:: RECORDS PROVIDED ::
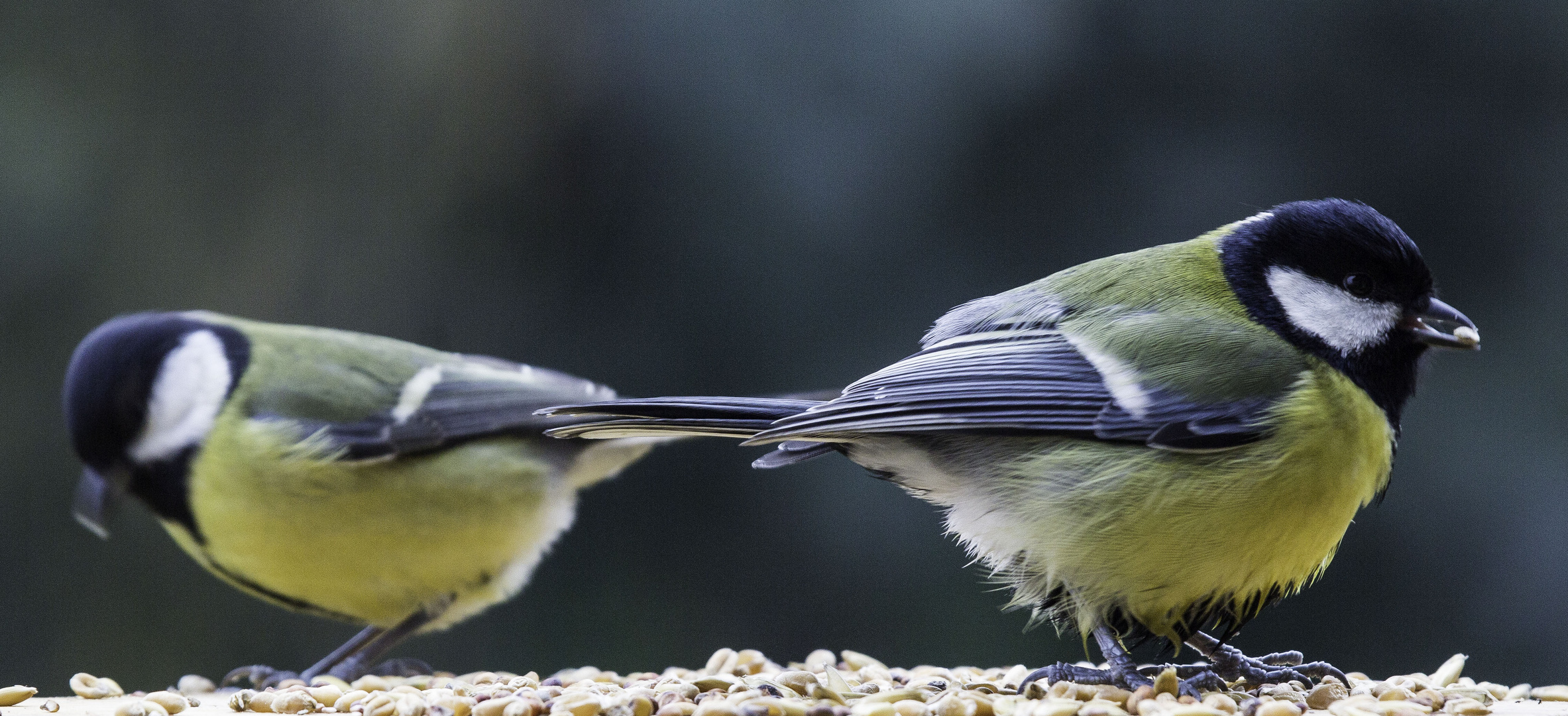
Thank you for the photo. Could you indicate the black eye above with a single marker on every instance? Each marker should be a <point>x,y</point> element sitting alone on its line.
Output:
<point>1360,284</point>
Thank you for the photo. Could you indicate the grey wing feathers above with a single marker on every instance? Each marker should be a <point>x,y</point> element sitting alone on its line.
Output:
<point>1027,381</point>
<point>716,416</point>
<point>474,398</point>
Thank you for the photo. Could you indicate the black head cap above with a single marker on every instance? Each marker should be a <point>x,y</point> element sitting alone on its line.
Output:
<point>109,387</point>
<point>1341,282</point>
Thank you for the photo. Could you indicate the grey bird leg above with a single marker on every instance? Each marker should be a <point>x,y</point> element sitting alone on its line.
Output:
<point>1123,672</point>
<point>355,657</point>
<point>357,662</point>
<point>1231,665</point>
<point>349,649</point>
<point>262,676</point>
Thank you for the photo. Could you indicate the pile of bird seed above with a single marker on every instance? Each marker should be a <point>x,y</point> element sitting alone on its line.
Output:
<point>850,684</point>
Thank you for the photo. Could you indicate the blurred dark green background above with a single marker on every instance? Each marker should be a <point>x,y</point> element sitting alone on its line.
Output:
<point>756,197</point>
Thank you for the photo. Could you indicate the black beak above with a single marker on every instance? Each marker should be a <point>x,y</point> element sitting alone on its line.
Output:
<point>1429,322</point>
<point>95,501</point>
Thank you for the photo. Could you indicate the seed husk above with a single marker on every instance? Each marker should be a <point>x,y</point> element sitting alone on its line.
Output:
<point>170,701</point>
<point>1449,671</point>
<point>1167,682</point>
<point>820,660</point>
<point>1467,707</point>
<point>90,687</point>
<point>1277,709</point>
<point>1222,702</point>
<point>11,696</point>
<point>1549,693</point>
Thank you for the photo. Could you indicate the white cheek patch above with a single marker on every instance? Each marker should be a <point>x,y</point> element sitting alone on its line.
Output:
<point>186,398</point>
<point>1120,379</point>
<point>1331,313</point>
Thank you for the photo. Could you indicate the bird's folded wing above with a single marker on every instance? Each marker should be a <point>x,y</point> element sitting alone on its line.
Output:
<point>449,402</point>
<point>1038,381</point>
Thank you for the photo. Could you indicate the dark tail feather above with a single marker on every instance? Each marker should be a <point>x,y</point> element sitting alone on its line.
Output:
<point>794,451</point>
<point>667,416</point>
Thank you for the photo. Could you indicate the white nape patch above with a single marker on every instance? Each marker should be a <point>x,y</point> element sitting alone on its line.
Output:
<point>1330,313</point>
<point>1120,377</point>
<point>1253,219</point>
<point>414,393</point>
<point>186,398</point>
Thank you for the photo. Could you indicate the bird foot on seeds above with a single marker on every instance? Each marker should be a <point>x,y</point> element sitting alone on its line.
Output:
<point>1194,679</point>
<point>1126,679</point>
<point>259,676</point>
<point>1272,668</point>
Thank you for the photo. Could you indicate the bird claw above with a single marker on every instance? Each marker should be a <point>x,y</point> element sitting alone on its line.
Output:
:::
> **YOUR INSTRUCTIONS**
Turn the stretch of the material above, from the line containing "Thank you for the photo. Could you indicate the black beak" through the line containing "<point>1272,668</point>", into a numbered list, one item per line and no blank lines.

> **OUTPUT OF THE EXERCISE**
1. Thank you for the photo. Could you indicate the black beak above with a single marker on every instance? Each marker should be a <point>x,y</point> element sitting alone on its line.
2. Output:
3. <point>1429,322</point>
4. <point>95,501</point>
5. Thank you for the photo. Could you indicate the seed husk above with a single marker on every instance? Each marker should be a <point>x,y</point> element sitting alone on its line.
6. Output:
7. <point>170,701</point>
8. <point>1449,671</point>
9. <point>1167,682</point>
10. <point>820,660</point>
11. <point>1467,707</point>
12. <point>90,687</point>
13. <point>1277,709</point>
14. <point>1222,702</point>
15. <point>11,696</point>
16. <point>1549,693</point>
17. Thank you for the photo. Could you indicate the white cheek patch above with a single marker on every instance? Each marker should be a <point>x,y</point> element sitting alone on its line.
18. Output:
19. <point>186,398</point>
20. <point>1120,379</point>
21. <point>1331,313</point>
22. Thank you for the photo. Could you indicate the bird's folded wing above with a single marker on every instance? Each marker should be a <point>x,y</point> element sitting alone on its line.
23. Output:
24. <point>449,402</point>
25. <point>1038,381</point>
26. Thank you for the photo. Could you indicate the dark tail feather above with a single marker on every instance? Each marker should be a <point>x,y</point> element sitting alone on its line.
27. Output:
28. <point>794,451</point>
29. <point>667,416</point>
30. Thank you for the photo. Could you indicate the white nape patch above with a single marker on every instance? Each marker should be a <point>x,y</point> element sitting alone on its line.
31. Output:
32. <point>1330,313</point>
33. <point>1120,377</point>
34. <point>1253,219</point>
35. <point>414,393</point>
36. <point>186,398</point>
37. Thank you for the photo. Could you indicate the bird foot on seeds above with a single marker on every instance? Each marker should be a <point>x,y</point> element sitting alone on its line.
38. Output:
39. <point>1194,679</point>
40. <point>1126,679</point>
41. <point>259,676</point>
42. <point>1272,668</point>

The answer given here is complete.